Task instructions >> Retype all of the data exactly as given.
— start of Stored rows —
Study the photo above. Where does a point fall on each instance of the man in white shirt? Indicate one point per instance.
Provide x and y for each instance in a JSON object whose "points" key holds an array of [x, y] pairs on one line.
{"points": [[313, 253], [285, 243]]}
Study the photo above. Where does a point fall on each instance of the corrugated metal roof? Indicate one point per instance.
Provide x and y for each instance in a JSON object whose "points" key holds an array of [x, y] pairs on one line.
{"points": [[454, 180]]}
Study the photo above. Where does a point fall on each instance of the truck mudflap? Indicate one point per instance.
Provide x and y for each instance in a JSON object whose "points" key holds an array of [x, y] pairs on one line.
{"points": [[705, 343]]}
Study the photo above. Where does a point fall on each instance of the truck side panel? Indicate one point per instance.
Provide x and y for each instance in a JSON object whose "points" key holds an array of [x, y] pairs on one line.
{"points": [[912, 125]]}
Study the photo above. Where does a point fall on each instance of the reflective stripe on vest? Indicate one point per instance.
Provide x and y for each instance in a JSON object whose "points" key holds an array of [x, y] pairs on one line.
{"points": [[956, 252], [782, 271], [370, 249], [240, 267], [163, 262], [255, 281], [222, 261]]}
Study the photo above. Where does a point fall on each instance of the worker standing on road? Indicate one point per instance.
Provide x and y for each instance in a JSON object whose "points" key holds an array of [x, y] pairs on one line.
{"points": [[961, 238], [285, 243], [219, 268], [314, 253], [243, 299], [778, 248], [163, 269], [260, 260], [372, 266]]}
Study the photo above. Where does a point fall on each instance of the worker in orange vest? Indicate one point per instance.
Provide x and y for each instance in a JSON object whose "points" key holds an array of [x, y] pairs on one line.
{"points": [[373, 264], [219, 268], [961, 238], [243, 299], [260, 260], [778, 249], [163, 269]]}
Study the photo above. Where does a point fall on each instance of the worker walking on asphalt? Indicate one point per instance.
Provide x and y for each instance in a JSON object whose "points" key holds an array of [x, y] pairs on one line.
— end of Stored rows —
Answer for this exercise >>
Study the photo above. Where does a point fall on each instance of the man in white shirt? Indicate one point per instance.
Provide x and y for each instance in a JSON object whose "points" key holds an array of [x, y] pairs on one line.
{"points": [[313, 253], [285, 243]]}
Study the photo above. Where does a point fall on each instance of the corrugated metal roof? Indicate one point per instance.
Provide x and y for each instance in a JSON object whose "points" key holds an array of [x, y] pairs on one line.
{"points": [[454, 180]]}
Study the photo above. Where does a point fall on each instance of the truck mudflap? Indicate one point per instance.
Provide x and y for each instance in a JSON object whose "points" key holds an array of [x, y] pairs on one line.
{"points": [[705, 343]]}
Study the photo above. Where does a point fall on each instance of the truck side panel? Indicate one point per instance.
Provide x and y for each instance in a JSON object whose "points" key holds an array of [x, y] pairs on one line.
{"points": [[912, 125]]}
Study the photo above. Where does a point fall on each instance of the reflective stripe on vest? Indicate one point per instance.
Provide x and y for each instance in a JSON object whose "points" key holds an array of [x, y] pairs on one line.
{"points": [[956, 252], [782, 271], [370, 249], [240, 267], [163, 262], [255, 281], [222, 261]]}
Study the photo above. Where does a point fall on each instance of the worker standing on road? Indicate one point per instance.
Provide x and y for each instance in a JSON object whose "points" key holds an array of [x, y] pairs on one line.
{"points": [[961, 238], [285, 243], [219, 268], [314, 253], [243, 299], [778, 248], [163, 269], [260, 260], [372, 266]]}
Study the photo above. Where does a point fall on each instance of the worker in orange vest? Indicate one point per instance.
Provide x and y for each instance in a JSON object whose "points" key holds an array of [x, y] pairs on one line.
{"points": [[373, 264], [219, 268], [961, 238], [243, 299], [260, 260], [778, 249], [163, 269]]}
Study the photo above. Where does a point fall on each instance of the worker walking on asphalt? Indicate one point per instance.
Provide x and y for each instance in a JSON object whose "points" key holds an array of [x, y] pairs on one line.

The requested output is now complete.